▶ _Given passage_
==================================================

House rules chez Stewart are that if you scratch, you can put the ball back on the table and give the other player two turns — a loophole we both take advantage of thanks to the distractions of a wide-ranging and provocative conversation for our March cover story. From mummies to minivans and Barbie to the royal family, here are some choice outtakes that didn’t make it into the article.

She’s into the sex scenes in Love Lies Bleeding

“Men that I would talk to would be like, ‘Oh, it’s really gnarly,’” she says of one scene in particular (if you’ve seen the movie, you know which one). “And I’m like, ‘Really? I think it’s really hot and fun.’ Movies about female bodies are so rare. It is not something that we’re given a lot. And it’s not graphic either,” she adds, pointing out that, while the characters discuss sexual acts, very little is actually shown on screen. “It’s really only the dialogue [that] insinuates the physicality of it. You might see a side boob or something, but it’s almost like it’s more intense because it’s being talked about — because then it opens up the mental pictures. So much of what women experience sexually is without looking.”

She thinks the best directors are monstrous — in a good way.

“My favorite directors have such immense capacity and such a complete clear addiction to the path that they’re on that you can throw anything at them, and there’s no way to take them off the path,” Stewart says. “It’s like you need to be psychotic and monstrous, very narcissism-adjacent, to just go, ‘I’ll take the job of deciding fucking everything.’” But, she adds, it’s this obsession with one vision that frees her up to do her thing. “You need that person to have that. And as an actor, I am so willing to just cease to exist and live fully in service of whatever the fuck that is. Like, ‘My sporadic, spastic, impulsive, potentially treacherous ideas? I’m going to throw all of them at you, dude. Because I’m not thinking. That’s your job.’”

She’s curious if Prince William and Prince Harry have seen Spencer.

==================================================

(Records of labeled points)
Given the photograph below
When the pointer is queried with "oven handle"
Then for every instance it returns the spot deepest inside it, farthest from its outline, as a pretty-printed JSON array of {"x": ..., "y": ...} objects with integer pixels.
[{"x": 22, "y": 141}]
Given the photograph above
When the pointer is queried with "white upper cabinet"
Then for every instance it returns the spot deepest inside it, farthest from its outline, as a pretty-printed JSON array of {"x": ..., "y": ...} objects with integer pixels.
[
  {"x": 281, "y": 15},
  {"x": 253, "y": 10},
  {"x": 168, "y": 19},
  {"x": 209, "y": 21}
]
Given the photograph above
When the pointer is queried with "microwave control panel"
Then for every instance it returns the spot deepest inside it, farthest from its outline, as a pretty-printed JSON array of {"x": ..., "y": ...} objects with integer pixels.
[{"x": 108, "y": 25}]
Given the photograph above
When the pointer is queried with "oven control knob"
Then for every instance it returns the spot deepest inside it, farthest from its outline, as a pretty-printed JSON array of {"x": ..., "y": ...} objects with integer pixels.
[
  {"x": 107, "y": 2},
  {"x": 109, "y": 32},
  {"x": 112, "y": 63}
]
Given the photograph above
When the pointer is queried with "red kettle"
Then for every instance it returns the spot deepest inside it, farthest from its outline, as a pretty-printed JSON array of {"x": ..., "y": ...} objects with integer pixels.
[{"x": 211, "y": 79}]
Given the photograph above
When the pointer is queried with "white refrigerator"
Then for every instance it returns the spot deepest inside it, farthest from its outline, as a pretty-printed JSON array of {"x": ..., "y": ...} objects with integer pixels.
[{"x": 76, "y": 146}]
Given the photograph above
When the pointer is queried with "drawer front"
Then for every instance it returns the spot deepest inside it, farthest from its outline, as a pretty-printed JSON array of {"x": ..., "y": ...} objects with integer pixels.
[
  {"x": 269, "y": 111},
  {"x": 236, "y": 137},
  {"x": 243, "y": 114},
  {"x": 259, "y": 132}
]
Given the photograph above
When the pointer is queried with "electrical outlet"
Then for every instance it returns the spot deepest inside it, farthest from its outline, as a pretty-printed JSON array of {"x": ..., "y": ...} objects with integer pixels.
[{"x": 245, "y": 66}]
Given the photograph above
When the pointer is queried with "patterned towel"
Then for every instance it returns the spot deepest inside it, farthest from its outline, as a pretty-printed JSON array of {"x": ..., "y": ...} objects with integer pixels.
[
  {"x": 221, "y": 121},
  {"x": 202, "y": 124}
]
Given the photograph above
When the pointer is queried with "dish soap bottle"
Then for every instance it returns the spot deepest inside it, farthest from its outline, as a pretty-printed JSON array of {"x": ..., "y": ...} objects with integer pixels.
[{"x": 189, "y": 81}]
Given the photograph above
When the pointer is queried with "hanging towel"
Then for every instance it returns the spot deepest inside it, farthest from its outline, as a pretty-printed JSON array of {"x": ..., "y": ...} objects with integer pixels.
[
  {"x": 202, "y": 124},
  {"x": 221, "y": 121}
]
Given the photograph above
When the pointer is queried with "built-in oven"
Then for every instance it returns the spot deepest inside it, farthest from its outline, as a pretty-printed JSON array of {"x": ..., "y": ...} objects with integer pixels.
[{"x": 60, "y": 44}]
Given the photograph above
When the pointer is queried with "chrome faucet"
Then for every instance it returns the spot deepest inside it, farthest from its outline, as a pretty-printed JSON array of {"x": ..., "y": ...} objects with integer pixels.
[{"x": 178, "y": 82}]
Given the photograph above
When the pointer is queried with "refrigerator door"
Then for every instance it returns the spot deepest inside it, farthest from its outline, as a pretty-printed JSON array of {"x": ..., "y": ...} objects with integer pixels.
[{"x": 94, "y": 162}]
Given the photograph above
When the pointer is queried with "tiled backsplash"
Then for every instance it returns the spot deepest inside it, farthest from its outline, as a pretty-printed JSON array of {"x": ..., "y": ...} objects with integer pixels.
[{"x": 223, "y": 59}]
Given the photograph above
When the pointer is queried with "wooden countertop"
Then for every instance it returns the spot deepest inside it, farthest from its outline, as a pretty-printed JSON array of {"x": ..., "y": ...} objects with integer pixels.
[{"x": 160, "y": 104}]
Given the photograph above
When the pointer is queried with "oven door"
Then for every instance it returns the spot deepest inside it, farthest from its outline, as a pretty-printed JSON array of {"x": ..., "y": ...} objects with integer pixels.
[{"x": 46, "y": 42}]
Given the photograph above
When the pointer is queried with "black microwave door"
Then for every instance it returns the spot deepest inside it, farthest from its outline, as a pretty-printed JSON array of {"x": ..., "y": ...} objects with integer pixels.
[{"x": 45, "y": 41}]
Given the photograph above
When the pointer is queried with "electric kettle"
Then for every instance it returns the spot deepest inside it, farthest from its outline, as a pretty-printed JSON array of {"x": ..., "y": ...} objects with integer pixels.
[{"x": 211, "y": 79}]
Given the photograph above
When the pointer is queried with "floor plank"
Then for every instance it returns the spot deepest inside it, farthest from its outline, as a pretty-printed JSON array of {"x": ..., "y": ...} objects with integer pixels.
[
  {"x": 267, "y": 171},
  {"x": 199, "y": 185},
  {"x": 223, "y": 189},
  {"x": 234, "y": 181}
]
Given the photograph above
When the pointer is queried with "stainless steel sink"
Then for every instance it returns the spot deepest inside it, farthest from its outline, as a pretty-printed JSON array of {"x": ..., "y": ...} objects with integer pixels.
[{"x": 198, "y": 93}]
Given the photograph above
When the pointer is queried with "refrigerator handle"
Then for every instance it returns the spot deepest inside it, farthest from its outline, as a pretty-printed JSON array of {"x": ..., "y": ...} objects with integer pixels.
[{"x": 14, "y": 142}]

==================================================

▶ _Exercise_
Carry on the interview outtakes about Stewart from the point where they stop. The records have nothing to do with the text.

▶ _In response_
“I wonder about how they consume content regarding their lives,” Stewart says. “I would assume they’re all sitting there watching The Crown, but maybe not. Maybe they never touched it.” She’s thought about what would happen if she ever ran into Princess Diana’s children, and “if there would be any interaction or a response that wasn’t: ‘Oh, hey.’ It’s really tricky. The movie is such a poem — we were on their fucking side — but at the same time, of course, I think there’s no way for those people to not feel stolen from.” 

She thinks Greta Gerwig is doing God’s work. 

“It’s almost like the aperture of your pupil starts off normal — this is what we’re used to looking at — but by the end of the film, the circumference of your pupils are going to blow your fucking mind,” she says of the experience of watching Barbie. “We’re really letting all the light in. It’s like The Matrix.

“And honestly, fucking Greta Gerwig? I literally am in such complete awe of that person. She consistently made spectacular work that felt like her and clearly came from her — she is clearly the captain of those ships — but then she made this thing. It’s hard to make things that we haven’t seen before. I don’t know how she was allowed to do that, how she actually got it through. How did so many people sign off on this? She’s doing God’s work, dude. We don’t really know each other, but if I saw her, I would be happening at her. She’s a national treasure.”

She believes in ghosts — sort of, maybe.

She recently produced and narrated Hulu’s queer-ghost-hunter show Living for the Dead, but she says, “I definitely don’t believe in ghosts in the literal sense.” Then again, “I don’t not. I know that there are layers to this experience, and that is spiritual. When I’m by myself, I walk through this house like, ‘No! Not for me. For someone else. Not me, not me, not me. I’m just coming down to grab some water, and I’m going back upstairs without you.’ Like, I really verbalize it.”

She’s afraid of mummies.

“I was really into ancient Egypt when I was little, but mummies scare the shit out of me, dude,” she says. Truth be told, same with the pyramids: “I think I’m really kind of monolith-phobic. I’m so unnerved by the type of large structures that seem like, ‘How did this get here?’ The idea of walking into the Sphinx room by myself at night? I could start crying right now. It’s so fucking mysterious and weird.”

She collects fast cars but drives a minivan.

Though she keeps a warehouse in Van Nuys that’s full of hot rods, she drives around L.A. in a black minivan she calls “Beth.” “The douchiest thing about me, probably, is that I really do love cars. I’m very much from the Valley,” she says. She’s also very much into being very much from the Valley: “[Fiancee Dylan Meyer and I] both have these 7-Eleven tattoos. We’re dirtbags. We are L.A. dirtbags.”

Her controversial Rolling Stone cover was exactly what she had in mind.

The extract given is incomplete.